HAGERSTOWN — The owners of the new team in Hagerstown aren’t baseball people. But they are Hagerstown people, and history has shown local ownership can lead to sustained success for a minor league ballclub.
Howard “Blackie” Bowen, James “Jim” Holzapfel and Don Bowman — the three primary investors in the team — didn’t jump at the idea of owning a baseball team. They did, however, adore the idea of improving Hagerstown and revitalizing the downtown area through a ballpark.
The group’s long history in Hagerstown, substantial wealth and political connections propelled them to bring baseball back to Hagerstown.
The owners scaled one mountain in securing a stadium and a team in Hagerstown, but another challenge awaits: keeping the minor league team in a small city that breathes baseball.
“The Bowen family, the Holzapfel family, the Bowman family are sort of deeply rooted here. And I think, because of that, our families are committed to making sure baseball does not leave Hagerstown,” Holzapfel said.
The average life expectancy of a team in the Atlantic League — the league the Hagerstown team is joining — since its inception in 1998 is less than 10 years. Just four of the 10 teams currently in the league have been active for more than a decade. The longest-tenured teams have one thing in common: local owners who care about the community.
The York Revolution, founded in 2007, are one of the teams still thriving thanks to a committed local ownership group. In the spring of 2022, the ownership group expanded, adding 12 new investors who have connections to the York community.
“A business like the Revolution depends on its connection to the community,” majority owner Bill Shipley told the York Dispatch at the time.
Bowen has pledged to take a similar approach. He has formed a team of longtime residents, but he says he, along with the other owners, have agreed to part with some of the ownership in the future.
“We plan to sell some of our shares to locals,” Bowen said. “We want this to always be here in Hagerstown.”
But local ownership isn’t always enough. The investment of the ownership group, quality of the ballpark, fan support and safety of the community all play roles in determining success. Camden, New Jersey, was a city that failed to generate enough support for the Camden Riversharks and shut their doors in 2015 after 14 years. Initially, over 4,000 fans filled the stands every home game at Campbell’s Field in Camden. But that number dwindled as the years went on in large part due to safety concerns in the surrounding area.
Chuck Domino, the president of Domino Management and Consulting LLC, a minor league consulting firm that has assisted with Atlantic League teams, said Camden had a beautiful facility but that wasn’t enough.
“People just were afraid to go there,” Domino said. “It was such a dangerous neighborhood that the stadium couldn’t overcome the neighborhood they were in.”
Although there are concerns about homelessness and crime in downtown Hagerstown, it is not comparable to the substantial crime rate in Camden, which led to a decline in attendance.

________________

Direction 1:
Per the Hagerstown baseball article, what has been the average life expectancy of an Atlantic League team since the league began in 1998?

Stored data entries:
________________

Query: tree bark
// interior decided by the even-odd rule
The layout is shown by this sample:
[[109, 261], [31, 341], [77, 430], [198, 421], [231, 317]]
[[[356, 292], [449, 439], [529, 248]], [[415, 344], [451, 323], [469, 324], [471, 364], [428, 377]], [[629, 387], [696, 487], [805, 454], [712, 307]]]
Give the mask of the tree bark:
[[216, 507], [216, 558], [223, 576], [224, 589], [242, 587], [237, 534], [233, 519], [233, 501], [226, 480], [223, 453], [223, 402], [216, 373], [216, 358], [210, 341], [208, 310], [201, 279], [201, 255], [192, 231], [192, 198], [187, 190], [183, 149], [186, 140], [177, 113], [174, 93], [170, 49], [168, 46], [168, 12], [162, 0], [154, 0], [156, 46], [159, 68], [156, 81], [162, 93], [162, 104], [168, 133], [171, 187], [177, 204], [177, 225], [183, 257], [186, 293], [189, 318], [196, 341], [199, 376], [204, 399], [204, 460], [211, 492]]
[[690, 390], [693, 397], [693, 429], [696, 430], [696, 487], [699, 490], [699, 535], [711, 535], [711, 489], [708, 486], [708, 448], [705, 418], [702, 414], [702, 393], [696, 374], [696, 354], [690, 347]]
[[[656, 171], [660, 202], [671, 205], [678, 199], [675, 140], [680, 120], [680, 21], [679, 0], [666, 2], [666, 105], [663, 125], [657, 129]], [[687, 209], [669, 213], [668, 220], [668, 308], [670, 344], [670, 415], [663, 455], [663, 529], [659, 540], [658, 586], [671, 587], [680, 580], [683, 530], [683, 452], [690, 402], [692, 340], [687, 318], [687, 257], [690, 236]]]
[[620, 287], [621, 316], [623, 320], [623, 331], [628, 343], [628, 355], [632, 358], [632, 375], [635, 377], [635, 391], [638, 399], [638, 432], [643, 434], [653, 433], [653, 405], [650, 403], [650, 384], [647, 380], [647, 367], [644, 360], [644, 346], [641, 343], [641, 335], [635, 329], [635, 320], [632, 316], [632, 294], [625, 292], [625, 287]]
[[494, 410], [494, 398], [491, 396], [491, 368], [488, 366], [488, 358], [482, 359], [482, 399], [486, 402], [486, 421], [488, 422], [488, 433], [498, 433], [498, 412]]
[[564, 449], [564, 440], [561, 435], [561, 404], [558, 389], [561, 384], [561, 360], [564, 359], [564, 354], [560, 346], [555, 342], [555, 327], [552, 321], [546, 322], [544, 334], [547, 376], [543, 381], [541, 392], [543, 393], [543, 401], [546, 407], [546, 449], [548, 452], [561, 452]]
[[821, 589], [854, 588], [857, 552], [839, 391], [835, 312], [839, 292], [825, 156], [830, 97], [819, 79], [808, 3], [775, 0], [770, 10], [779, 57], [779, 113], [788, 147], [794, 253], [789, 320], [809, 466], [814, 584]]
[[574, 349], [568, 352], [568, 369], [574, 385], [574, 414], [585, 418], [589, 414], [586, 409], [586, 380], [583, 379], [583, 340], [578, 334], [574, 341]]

________________

Direction 2:
Reproduce the entries verbatim, starting at the first line of the entries and ending at the line containing "Give the mask".

Complete answer 1:
Less than 10 years.

Complete answer 2:
Query: tree bark
// interior decided by the even-odd rule
The layout is shown by this sample:
[[109, 261], [31, 341], [77, 430], [198, 421], [231, 317]]
[[[356, 292], [449, 439], [529, 248]], [[415, 344], [451, 323], [469, 324], [471, 364], [428, 377]], [[629, 387], [696, 487], [805, 454], [712, 307]]]
Give the mask of the tree bark:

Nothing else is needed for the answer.